§ **Written problem**:
Lay out the listing below as a Markdown table with the columns Row and Listing line, one row per line in order and no rows for blank lines. Leave the picture out of the table.

§ **Exercise data**:
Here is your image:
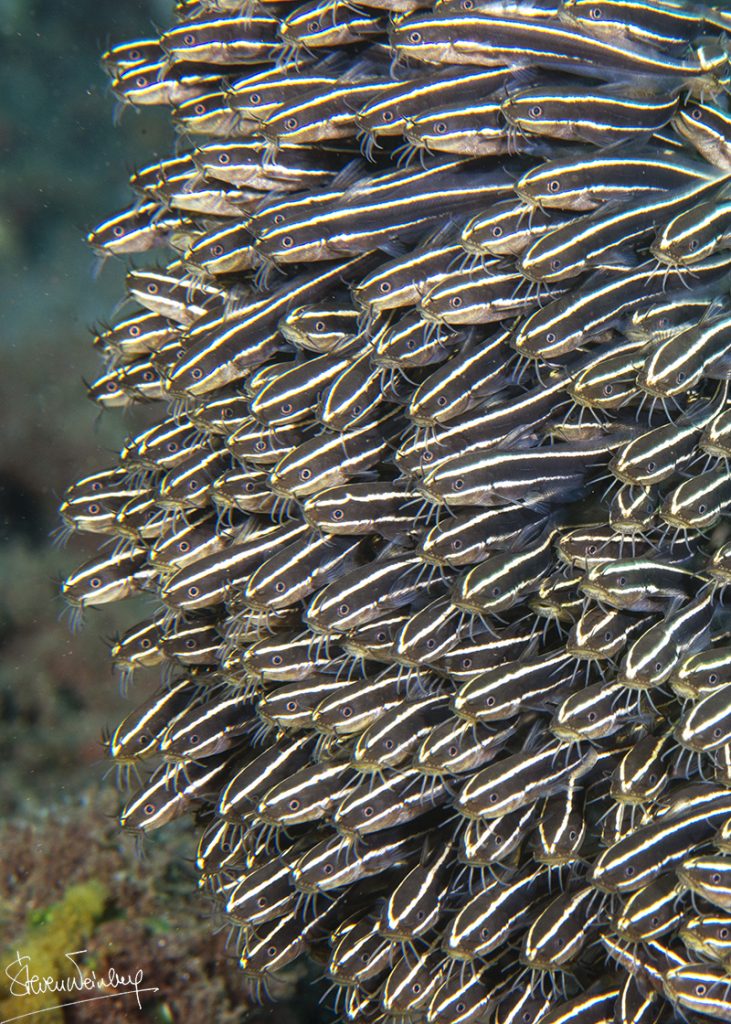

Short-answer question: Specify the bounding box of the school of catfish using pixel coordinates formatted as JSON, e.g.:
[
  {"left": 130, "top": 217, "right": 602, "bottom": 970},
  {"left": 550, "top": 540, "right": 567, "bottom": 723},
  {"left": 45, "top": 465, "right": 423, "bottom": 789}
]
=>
[{"left": 60, "top": 0, "right": 731, "bottom": 1024}]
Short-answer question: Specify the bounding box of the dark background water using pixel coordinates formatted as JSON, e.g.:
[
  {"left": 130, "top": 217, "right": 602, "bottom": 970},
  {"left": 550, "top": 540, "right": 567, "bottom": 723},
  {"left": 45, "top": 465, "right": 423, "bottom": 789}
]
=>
[
  {"left": 0, "top": 0, "right": 292, "bottom": 1024},
  {"left": 0, "top": 0, "right": 174, "bottom": 811}
]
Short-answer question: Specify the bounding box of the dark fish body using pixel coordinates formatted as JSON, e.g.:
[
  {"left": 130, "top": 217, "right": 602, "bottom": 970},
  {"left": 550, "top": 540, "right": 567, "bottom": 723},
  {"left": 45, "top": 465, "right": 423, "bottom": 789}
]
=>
[{"left": 65, "top": 0, "right": 731, "bottom": 1024}]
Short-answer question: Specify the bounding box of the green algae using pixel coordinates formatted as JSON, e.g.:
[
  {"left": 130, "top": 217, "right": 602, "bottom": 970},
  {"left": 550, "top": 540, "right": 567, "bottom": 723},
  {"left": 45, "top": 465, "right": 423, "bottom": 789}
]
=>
[{"left": 0, "top": 879, "right": 109, "bottom": 1024}]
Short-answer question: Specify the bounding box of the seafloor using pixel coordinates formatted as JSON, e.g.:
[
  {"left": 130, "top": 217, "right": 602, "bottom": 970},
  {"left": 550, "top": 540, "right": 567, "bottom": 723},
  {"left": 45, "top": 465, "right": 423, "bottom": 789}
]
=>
[{"left": 0, "top": 0, "right": 291, "bottom": 1024}]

§ **Final result**:
| Row | Listing line |
|---|---|
| 1 | Here is your image: |
| 2 | Short-answer question: Specify the bounding box of the school of catfish using pixel coordinates formatted as JSON, e.g.: |
| 3 | [ |
| 4 |   {"left": 130, "top": 217, "right": 602, "bottom": 970}, |
| 5 |   {"left": 550, "top": 540, "right": 567, "bottom": 723}, |
| 6 |   {"left": 45, "top": 465, "right": 423, "bottom": 789} |
| 7 | ] |
| 8 | => |
| 9 | [{"left": 60, "top": 0, "right": 731, "bottom": 1024}] |
| 10 | Short-answer question: Specify the bounding box of the dark background water using pixel coordinates formatted as JSON, e.g.: |
| 11 | [ |
| 12 |   {"left": 130, "top": 217, "right": 602, "bottom": 970}, |
| 13 |   {"left": 550, "top": 540, "right": 567, "bottom": 723}, |
| 14 |   {"left": 45, "top": 465, "right": 423, "bottom": 789} |
| 15 | ] |
| 16 | => |
| 17 | [ |
| 18 |   {"left": 0, "top": 0, "right": 292, "bottom": 1024}, |
| 19 |   {"left": 0, "top": 0, "right": 174, "bottom": 811} |
| 20 | ] |
| 21 | Short-answer question: Specify the bounding box of the dark fish body using pixel coordinates formatted as JSON, e.g.: |
| 22 | [ |
| 23 |   {"left": 130, "top": 217, "right": 602, "bottom": 970}, |
| 24 |   {"left": 550, "top": 540, "right": 567, "bottom": 723}, |
| 25 |   {"left": 45, "top": 465, "right": 423, "bottom": 789} |
| 26 | ] |
| 27 | => |
| 28 | [{"left": 65, "top": 0, "right": 731, "bottom": 1024}] |
| 29 | Short-answer question: Specify the bounding box of the green algae using pixel coordinates formatted as JSON, e.g.: |
| 30 | [ |
| 31 |   {"left": 130, "top": 217, "right": 602, "bottom": 970}, |
| 32 |   {"left": 550, "top": 540, "right": 567, "bottom": 723}, |
| 33 |   {"left": 45, "top": 465, "right": 423, "bottom": 789} |
| 34 | ] |
| 35 | => |
| 36 | [{"left": 0, "top": 879, "right": 109, "bottom": 1024}] |
| 37 | Short-answer question: Specify the bounding box of the seafloor using pixel coordinates formatted as JSON, e.g.: |
| 38 | [ |
| 39 |   {"left": 130, "top": 217, "right": 602, "bottom": 970}, |
| 40 |   {"left": 550, "top": 540, "right": 567, "bottom": 723}, |
| 41 |   {"left": 45, "top": 465, "right": 423, "bottom": 789} |
| 42 | ] |
| 43 | => |
| 44 | [{"left": 0, "top": 0, "right": 291, "bottom": 1024}] |